Texte du document
Auteur : Judith Vuagniaux

Si je regarde l'école actuelle du point de vue de sa mission de base, c'est-à-dire apprendre à lire, écrire, calculer et s'exprimer oralement, je ne pense pas que l'école soit en péril, car les enseignants remplissent leur mission au mieux de ce qu'ils peuvent dans les circonstances actuelles. Par contre, si je considère les attentes que notre société a envers l'école, je pense qu'il existe un véritable périlpour notre école publique et les personnes qui la vivent au quotidien!

Il y a longtemps

L'école que j'ai connue il y a 40 ans, s'efforçait de délivrer une culture générale la plus large possible. Il était reconnu que cette acquisition sous forme de connaissances étendues nous permettrait de trouver aisément  notre place dans la société selon un choix de formation personnalisée. Mai 68 venait de passer par là, il soufflait un vent d'humanisme et de découvertes pédagogiques sans précédent.Un enseignement différencié respectant l'individu dans son intégrité apparaissait doucement dans le paysage scolaire…Avec quelques réformes à la clef!

Enregistrements issus d'un jeu de données

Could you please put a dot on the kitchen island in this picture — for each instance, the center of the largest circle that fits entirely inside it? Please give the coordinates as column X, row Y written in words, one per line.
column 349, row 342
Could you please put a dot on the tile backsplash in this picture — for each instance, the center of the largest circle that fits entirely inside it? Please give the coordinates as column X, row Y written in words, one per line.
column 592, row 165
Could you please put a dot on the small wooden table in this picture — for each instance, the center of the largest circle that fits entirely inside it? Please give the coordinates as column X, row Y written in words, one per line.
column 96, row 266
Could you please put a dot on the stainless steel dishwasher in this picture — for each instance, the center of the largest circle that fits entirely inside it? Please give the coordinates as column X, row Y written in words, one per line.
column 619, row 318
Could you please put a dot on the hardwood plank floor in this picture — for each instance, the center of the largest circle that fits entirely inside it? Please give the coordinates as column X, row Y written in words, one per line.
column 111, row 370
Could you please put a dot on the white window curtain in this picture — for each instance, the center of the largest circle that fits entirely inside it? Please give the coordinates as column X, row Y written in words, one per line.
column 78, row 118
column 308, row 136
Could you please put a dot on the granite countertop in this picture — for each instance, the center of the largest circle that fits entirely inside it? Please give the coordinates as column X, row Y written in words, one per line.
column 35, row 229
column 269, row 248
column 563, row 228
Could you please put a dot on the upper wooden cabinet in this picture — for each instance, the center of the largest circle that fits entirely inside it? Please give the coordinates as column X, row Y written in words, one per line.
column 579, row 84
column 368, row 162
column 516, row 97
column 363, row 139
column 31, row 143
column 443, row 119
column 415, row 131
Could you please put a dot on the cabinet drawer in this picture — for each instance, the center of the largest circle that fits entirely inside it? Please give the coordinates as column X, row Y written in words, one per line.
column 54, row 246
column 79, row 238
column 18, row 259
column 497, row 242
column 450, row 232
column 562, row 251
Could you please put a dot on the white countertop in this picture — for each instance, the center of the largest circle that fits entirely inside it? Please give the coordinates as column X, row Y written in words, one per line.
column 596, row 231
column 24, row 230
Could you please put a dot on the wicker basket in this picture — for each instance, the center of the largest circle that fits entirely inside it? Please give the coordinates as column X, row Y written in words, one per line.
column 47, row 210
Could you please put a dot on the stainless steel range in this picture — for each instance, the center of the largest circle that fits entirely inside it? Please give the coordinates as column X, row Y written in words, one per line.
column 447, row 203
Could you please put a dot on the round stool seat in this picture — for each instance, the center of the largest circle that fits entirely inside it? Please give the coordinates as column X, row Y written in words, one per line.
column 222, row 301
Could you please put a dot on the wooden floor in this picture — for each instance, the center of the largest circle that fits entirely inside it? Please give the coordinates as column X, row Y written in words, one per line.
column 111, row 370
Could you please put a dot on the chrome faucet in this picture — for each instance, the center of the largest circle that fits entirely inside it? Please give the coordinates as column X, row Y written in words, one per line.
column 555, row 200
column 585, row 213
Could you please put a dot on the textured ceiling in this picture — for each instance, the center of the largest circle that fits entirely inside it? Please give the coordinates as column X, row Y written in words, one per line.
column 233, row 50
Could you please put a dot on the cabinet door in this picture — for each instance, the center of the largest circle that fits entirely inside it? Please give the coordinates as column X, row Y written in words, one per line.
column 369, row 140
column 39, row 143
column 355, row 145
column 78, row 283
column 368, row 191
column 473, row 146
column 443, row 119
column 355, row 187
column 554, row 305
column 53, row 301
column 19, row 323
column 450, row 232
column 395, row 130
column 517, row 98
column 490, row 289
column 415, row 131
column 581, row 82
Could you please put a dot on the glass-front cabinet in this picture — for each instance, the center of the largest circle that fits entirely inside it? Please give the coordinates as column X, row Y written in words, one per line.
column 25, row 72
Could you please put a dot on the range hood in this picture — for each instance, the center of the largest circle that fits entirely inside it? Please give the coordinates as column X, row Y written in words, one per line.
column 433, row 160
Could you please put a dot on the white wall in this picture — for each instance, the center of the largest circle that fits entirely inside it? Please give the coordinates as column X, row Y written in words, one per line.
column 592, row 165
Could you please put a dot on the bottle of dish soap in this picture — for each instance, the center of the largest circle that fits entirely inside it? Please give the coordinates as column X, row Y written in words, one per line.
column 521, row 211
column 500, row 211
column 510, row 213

Consignes
(A) Résumez en deux phrases le texte sur l'école.
(B) Recopiez sans rien changer le passage du texte sur l'école qui commence à « Si je regarde » et se termine à « vivent au quotidien! ».

Réponses rédigées
(A) Le texte juge que l'école actuelle n'est pas en péril pour sa mission de base, que les enseignants remplissent au mieux, mais qu'elle l'est au regard des attentes de la société. Il rappelle que l'école d'il y a 40 ans cherchait à transmettre une culture générale aussi large que possible, à une époque où Mai 68 faisait souffler un vent d'humanisme et de découvertes pédagogiques.

(B)
Si je regarde l'école actuelle du point de vue de sa mission de base, c'est-à-dire apprendre à lire, écrire, calculer et s'exprimer oralement, je ne pense pas que l'école soit en péril, car les enseignants remplissent leur mission au mieux de ce qu'ils peuvent dans les circonstances actuelles. Par contre, si je considère les attentes que notre société a envers l'école, je pense qu'il existe un véritable périlpour notre école publique et les personnes qui la vivent au quotidien!